■ **YOUR INSTRUCTIONS**:
Give the records again word for word. Leave every picture out.
EXERCISE INPUT Start Marker
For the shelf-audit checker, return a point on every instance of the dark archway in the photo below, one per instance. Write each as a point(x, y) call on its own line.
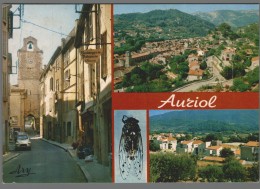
point(30, 124)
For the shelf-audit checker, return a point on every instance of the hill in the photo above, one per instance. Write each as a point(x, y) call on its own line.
point(233, 18)
point(166, 24)
point(206, 121)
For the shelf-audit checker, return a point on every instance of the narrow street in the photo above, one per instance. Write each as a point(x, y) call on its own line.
point(45, 163)
point(217, 77)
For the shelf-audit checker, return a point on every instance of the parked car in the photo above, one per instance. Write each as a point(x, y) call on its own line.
point(22, 141)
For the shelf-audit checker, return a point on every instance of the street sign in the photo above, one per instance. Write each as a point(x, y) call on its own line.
point(91, 56)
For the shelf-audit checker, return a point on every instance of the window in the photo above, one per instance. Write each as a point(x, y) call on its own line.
point(67, 79)
point(92, 83)
point(4, 86)
point(29, 46)
point(104, 55)
point(50, 104)
point(51, 84)
point(69, 129)
point(66, 104)
point(57, 85)
point(89, 21)
point(67, 57)
point(5, 43)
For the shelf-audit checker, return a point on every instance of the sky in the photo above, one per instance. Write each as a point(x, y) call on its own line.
point(188, 8)
point(141, 116)
point(60, 18)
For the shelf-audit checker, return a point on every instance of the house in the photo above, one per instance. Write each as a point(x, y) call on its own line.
point(184, 147)
point(168, 144)
point(228, 53)
point(202, 147)
point(213, 150)
point(195, 74)
point(200, 52)
point(250, 151)
point(194, 65)
point(192, 57)
point(254, 62)
point(214, 159)
point(195, 146)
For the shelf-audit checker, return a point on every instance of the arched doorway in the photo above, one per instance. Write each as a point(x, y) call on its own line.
point(29, 124)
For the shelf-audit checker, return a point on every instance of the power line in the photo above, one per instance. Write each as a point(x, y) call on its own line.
point(25, 21)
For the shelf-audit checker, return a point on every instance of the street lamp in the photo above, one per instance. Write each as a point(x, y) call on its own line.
point(68, 78)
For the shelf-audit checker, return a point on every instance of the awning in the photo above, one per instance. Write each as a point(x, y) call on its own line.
point(87, 106)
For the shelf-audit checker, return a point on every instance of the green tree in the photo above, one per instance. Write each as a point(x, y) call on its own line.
point(203, 65)
point(213, 136)
point(253, 172)
point(227, 72)
point(154, 146)
point(167, 167)
point(239, 85)
point(211, 173)
point(226, 152)
point(253, 76)
point(234, 171)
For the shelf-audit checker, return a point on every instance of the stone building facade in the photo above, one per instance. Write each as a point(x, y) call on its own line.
point(94, 102)
point(5, 69)
point(29, 71)
point(80, 99)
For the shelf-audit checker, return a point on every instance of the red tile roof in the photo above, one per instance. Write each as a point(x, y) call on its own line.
point(197, 72)
point(252, 144)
EXERCISE INPUT End Marker
■ **YOUR SOLUTION**:
For the shelf-audit checker, return a point on every instance of the dark archway in the photo below, one per instance. Write each as a point(x, y) call on its own line.
point(30, 124)
For the shelf-audit checker, return a point on every instance of the hill in the photo above, one per instance. Write each as a point(x, y) call on its own line.
point(233, 18)
point(166, 24)
point(206, 121)
For the shelf-audit checker, return a point on every instance of the narrow street in the photo above, one per instance. Write each as a point(x, y) call on its own line.
point(45, 163)
point(217, 77)
For the shelf-audit checker, return a point on every instance of the parked car in the photo above, one per instance. Write each as a point(x, y) call on its own line.
point(22, 141)
For the shelf-audit checker, return a point on every instance of the street sign in the photo above, one per instance. Write each as a point(x, y) call on its own line.
point(91, 56)
For the shelf-audit checker, return a point on every instance of the window in the photo above, one per instance. Write each as a point(x, y) call on its own line.
point(67, 79)
point(92, 83)
point(4, 86)
point(29, 46)
point(104, 55)
point(50, 104)
point(51, 84)
point(69, 129)
point(66, 104)
point(57, 85)
point(89, 21)
point(67, 57)
point(5, 43)
For the shelf-audit checker, return a point on every instance of the sky in the photo above, one per instance. Write each as a point(x, y) call on its own line.
point(188, 8)
point(141, 116)
point(60, 18)
For the shelf-audit checker, return a point on every instance of the house in the photo above, one per instance. Write each as a point(x, y) call on its own line.
point(184, 147)
point(168, 144)
point(228, 53)
point(202, 147)
point(213, 150)
point(195, 74)
point(200, 52)
point(250, 151)
point(194, 65)
point(192, 57)
point(254, 62)
point(214, 159)
point(195, 146)
For the shelf-audit checker, return a point on every instance of the arched doorway in the photo above, one per instance. Write each as a point(x, y) call on its own line.
point(29, 124)
For the shelf-audit checker, return a point on every instance of the power line in the photo above, one per instance. Write each as a point(x, y) call on its own line.
point(25, 21)
For the shelf-audit checker, return a point on every instance of the street lamp in the photo above, one per instance. Write each as a point(x, y) call on its own line.
point(68, 78)
For the shelf-audit checker, return a point on every instance of the awning in the photo above, one per instance. Write each as a point(x, y) call on its own line.
point(87, 106)
For the shelf-audit checker, return a point on every instance of the green tree in the photo above, one per instance. Write each as a point(x, y) call on its own line.
point(203, 65)
point(213, 136)
point(253, 172)
point(227, 72)
point(154, 146)
point(167, 167)
point(239, 85)
point(211, 173)
point(226, 152)
point(253, 76)
point(234, 171)
For the shelf-audit checker, return a point on every instance of the stone building facade in the photo above, one per instance. Write each as a point(x, y) call on its own line.
point(94, 102)
point(5, 69)
point(29, 71)
point(80, 99)
For the shelf-audit checker, return a point on every instance of the red tile roof in the photo above, one per instance. Write each as a point(x, y) call on its own line.
point(197, 72)
point(252, 144)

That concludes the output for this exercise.